##### ИСХОДНЫЙ ОТРЫВОК #####

Люди, едва слышавшие фамилию этого писателя, иногда спрашивают: не писатель ли это Мамин-Сибиряк? Отвечаем на это: нет! – и опишем здесь их отличия.
Красноярский писатель Николай Иванович Мамин (1906–1968) родился на Волге и всю свою взрослую жизнь прожил в советское время; однако судьба его вместила в себя столько драматических событий, сколько в истории русской литературы, пожалуй, ещё не выпадало на долю одного писателя, так что творческая судьба его не осуществилась в полной мере: так, издав первую книгу, сборник рассказов «Якобинцы», в 1933 г. в Ленинграде, вторую, повесть «Знамя девятого полка», он смог издать только 25 лет спустя, в 1958 г. (сначала в Красноярске, а затем, в 1961 г., в Москве). И хотя прожил он довольно долго для того сурового времени – 62 года, однако при жизни своей успел закончить и издать всего 6 книг прозы. И в Сибирь он, не сибиряк по рождению, попал отнюдь не по своей воле.
Известный же русский писатель второй половины ХIХ – начала ХХ веков, Дмитрий Наркисович Мамин-Сибиряк (1852–1912) родился на Урале, большую часть жизни прожил в Петербурге и был успешным автором многих знаменитых в своё время романов об Урале и Сибири. Его собрания сочинений и отдельные романы издаются до сих пор, причём – большими тиражами.
Однако есть одна деталь, объединяющая этих писателей: настоящая фамилия Д.Н. Мамина-Сибиряка – Мамин. Случайно ли совпадение фамилий? Не есть ли в этом совпадении некая загадка для литературоведов, достойная исследования, в результате которого может вдруг оказаться, что эти писатели – дальние родственники? Тем более что родились они (по российским меркам) не столь уж далеко друг от друга: Н.И. Мамин – на Волге, Д.Н. Мамин-Сибиряк – на Урале.
Откуда же взялся в Красноярске Николай Иванович Мамин, родившийся на Волге, а первую книгу издавший в Ленинграде?
Родился он 24 октября 1906 г. в большом волжском селе Балакове. Ныне это крупный город с машино- и судостроительным заводами, начало которым было положено семьёй промышленников Маминых. Отец Николая, инженер Иван Васильевич Мамин (1876–1938) умер в заключении как «враг народа». Его имя было занесено затем в Большую Советскую Энциклопедию, сконструировал первый в России дизельный двигатель и основал вместе со своим братом Яковом Васильевичем Маминым завод «Русский дизель», который начал в 1913 г. выпускать первые русские трактора. Причём сын Ивана Васильевича Николай Мамин никогда не скрывал своего происхождения – скорее, наоборот, гордился им и писал о нём во всех анкетах, когда подобная анкетная подробность была чревата последствиями: это было всё равно, что подписать самому себе судебный приговор…
Окончив, уже в советское время, среднюю школу, молодой Николай Мамин приезжает в Москву, начинает работать на предприятии, поступает в Московский университет. Затем 4 года служит в Кронштадте, в военном флоте. Всю жизнь потом он гордился тем, что был старшиной на знаменитом крейсере «Аврора» и ходил на нём вместе с командой в заграничные походы.

#####

Выведите без изменений часть текста о писателе Николае Мамине. Начните со слов «Красноярский писатель Николай» и остановитесь после слов «по своей воле.».

##### ЗАПИСИ #####

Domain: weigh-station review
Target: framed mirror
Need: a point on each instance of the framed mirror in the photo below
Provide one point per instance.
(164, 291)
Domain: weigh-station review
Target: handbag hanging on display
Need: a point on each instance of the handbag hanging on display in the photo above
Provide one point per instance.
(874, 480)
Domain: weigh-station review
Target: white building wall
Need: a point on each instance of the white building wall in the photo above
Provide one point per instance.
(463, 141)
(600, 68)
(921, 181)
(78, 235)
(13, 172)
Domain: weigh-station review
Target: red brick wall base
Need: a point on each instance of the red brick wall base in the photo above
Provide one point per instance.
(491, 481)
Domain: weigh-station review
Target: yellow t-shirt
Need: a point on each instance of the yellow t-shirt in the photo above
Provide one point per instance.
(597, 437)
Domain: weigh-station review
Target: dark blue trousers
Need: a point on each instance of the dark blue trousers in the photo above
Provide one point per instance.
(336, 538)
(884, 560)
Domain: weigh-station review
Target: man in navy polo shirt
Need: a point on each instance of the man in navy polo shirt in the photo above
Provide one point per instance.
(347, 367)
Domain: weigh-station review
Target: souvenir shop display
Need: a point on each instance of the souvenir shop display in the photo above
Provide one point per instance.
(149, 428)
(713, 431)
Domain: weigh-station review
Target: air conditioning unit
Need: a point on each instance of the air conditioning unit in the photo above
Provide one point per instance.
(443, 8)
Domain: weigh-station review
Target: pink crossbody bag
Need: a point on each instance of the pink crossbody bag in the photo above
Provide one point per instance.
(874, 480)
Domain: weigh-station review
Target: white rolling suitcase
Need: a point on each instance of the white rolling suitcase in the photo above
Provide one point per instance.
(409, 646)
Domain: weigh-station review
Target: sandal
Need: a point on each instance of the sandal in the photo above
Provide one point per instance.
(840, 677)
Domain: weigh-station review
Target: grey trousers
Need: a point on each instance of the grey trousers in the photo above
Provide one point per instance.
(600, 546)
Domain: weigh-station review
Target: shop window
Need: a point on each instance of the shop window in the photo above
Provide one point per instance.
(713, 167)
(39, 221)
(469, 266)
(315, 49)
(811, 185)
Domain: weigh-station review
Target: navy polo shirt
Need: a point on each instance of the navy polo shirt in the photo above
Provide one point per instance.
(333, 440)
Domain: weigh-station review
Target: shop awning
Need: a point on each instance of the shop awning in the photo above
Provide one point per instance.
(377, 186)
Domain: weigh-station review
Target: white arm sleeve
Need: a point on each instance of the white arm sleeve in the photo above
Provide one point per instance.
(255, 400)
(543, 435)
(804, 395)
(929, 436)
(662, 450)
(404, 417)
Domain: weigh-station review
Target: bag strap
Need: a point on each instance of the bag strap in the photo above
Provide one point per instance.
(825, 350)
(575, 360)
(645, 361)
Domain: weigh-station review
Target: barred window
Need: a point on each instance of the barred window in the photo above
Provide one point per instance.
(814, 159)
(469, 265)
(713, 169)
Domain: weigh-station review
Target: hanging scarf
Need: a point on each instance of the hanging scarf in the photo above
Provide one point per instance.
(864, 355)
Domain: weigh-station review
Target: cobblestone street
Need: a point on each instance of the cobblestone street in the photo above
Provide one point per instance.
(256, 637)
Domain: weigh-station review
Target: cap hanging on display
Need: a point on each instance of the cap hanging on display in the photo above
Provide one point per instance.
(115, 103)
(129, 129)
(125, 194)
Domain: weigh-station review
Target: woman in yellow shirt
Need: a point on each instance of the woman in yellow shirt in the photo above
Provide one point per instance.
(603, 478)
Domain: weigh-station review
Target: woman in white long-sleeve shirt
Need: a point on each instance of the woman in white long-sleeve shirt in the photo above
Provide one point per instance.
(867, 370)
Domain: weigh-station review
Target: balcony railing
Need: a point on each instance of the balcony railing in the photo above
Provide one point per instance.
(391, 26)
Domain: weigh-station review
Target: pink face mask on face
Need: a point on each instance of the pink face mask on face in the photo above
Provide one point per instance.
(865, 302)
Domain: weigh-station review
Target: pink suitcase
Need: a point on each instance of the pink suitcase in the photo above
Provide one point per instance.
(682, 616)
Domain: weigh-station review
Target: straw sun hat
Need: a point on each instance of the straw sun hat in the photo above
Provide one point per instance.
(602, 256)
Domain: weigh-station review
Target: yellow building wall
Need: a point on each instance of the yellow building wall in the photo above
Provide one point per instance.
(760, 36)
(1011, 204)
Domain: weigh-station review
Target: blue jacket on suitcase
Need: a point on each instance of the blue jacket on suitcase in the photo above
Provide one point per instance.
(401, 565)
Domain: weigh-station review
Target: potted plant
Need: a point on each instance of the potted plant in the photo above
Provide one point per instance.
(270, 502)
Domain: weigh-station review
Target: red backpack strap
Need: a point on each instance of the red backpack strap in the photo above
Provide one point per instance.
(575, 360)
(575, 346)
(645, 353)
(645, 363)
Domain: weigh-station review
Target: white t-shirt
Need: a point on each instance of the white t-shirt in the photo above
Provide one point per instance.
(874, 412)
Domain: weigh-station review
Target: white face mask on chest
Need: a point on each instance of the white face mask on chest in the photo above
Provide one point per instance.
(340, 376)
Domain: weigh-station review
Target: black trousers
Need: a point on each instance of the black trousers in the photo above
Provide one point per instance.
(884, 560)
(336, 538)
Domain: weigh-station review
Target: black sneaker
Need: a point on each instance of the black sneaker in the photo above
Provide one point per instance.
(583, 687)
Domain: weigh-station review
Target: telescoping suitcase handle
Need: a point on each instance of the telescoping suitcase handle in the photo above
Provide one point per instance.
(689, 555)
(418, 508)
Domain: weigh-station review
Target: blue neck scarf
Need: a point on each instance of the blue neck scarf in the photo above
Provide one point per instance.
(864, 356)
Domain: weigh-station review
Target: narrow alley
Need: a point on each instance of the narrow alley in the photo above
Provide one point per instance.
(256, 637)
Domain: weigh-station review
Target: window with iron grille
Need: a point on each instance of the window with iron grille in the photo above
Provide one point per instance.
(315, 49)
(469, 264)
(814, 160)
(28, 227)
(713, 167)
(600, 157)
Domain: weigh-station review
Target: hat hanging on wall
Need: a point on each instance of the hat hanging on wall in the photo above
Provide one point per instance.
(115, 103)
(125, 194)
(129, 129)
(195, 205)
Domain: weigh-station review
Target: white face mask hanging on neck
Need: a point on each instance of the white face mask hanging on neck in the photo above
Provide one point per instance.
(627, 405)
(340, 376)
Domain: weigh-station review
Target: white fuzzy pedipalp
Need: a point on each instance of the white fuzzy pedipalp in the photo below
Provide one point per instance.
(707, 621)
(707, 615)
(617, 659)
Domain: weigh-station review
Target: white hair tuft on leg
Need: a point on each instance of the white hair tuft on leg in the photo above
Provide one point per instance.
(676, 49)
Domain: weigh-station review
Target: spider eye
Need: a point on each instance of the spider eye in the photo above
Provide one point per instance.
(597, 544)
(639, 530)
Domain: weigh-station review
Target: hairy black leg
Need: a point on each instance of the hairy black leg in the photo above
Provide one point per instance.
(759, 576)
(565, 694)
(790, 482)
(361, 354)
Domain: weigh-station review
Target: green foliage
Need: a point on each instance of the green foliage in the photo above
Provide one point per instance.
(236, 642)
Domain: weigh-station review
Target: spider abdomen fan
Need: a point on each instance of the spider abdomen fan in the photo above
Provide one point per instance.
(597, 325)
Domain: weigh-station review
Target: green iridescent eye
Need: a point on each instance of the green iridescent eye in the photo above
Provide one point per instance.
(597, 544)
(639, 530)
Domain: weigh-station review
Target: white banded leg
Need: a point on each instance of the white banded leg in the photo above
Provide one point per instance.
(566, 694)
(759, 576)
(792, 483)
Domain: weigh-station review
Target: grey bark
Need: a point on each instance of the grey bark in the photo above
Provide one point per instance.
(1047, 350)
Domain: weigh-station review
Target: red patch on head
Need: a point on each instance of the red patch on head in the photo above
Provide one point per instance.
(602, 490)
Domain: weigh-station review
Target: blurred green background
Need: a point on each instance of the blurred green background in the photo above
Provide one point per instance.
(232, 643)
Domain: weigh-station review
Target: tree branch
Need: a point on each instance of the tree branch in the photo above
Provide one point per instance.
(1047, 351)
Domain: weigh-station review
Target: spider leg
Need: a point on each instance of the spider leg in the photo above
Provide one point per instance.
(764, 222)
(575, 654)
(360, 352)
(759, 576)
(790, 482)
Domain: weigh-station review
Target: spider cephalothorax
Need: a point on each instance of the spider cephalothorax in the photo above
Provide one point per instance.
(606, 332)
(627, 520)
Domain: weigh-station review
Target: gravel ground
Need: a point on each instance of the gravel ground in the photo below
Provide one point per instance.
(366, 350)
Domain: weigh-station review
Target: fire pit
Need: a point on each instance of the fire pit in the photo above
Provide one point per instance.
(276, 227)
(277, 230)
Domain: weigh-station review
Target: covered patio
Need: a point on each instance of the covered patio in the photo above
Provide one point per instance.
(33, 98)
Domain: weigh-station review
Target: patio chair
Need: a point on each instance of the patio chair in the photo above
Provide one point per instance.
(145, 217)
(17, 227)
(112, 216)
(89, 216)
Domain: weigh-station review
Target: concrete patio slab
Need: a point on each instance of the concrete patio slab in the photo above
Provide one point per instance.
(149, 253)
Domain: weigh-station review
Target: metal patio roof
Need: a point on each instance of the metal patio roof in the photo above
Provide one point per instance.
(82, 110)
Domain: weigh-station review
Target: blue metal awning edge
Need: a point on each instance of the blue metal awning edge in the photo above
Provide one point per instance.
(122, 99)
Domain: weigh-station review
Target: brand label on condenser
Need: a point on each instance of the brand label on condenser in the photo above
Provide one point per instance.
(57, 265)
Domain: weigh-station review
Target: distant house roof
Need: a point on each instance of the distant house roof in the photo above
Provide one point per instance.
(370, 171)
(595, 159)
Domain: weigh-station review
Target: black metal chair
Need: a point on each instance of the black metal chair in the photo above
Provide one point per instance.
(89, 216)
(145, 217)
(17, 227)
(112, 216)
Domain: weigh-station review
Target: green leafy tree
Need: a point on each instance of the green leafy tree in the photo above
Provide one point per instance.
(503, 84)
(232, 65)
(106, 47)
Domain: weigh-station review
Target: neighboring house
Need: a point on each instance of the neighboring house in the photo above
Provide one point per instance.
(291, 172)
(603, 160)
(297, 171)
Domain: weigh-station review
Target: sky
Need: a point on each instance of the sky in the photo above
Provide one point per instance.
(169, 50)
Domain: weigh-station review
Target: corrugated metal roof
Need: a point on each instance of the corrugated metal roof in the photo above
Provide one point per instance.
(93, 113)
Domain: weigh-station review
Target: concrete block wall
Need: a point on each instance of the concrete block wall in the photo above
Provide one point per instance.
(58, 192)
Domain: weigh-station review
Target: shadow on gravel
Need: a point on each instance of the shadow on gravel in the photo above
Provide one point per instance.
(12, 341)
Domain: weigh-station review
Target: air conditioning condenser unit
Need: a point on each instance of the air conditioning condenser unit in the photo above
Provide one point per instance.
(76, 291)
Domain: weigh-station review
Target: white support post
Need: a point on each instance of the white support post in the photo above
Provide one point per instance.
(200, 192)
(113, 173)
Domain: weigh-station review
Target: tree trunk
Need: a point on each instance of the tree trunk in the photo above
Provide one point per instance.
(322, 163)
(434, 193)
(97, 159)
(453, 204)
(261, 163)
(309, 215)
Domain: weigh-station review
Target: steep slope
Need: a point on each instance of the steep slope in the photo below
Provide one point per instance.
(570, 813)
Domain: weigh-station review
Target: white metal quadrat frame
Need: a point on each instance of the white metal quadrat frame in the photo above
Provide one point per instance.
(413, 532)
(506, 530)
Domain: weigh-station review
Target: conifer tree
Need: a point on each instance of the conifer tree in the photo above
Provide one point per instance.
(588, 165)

#####

# ОТВЕТ НА ЗАДАНИЕ
Красноярский писатель Николай Иванович Мамин (1906–1968) родился на Волге и всю свою взрослую жизнь прожил в советское время; однако судьба его вместила в себя столько драматических событий, сколько в истории русской литературы, пожалуй, ещё не выпадало на долю одного писателя, так что творческая судьба его не осуществилась в полной мере: так, издав первую книгу, сборник рассказов «Якобинцы», в 1933 г. в Ленинграде, вторую, повесть «Знамя девятого полка», он смог издать только 25 лет спустя, в 1958 г. (сначала в Красноярске, а затем, в 1961 г., в Москве). И хотя прожил он довольно долго для того сурового времени – 62 года, однако при жизни своей успел закончить и издать всего 6 книг прозы. И в Сибирь он, не сибиряк по рождению, попал отнюдь не по своей воле.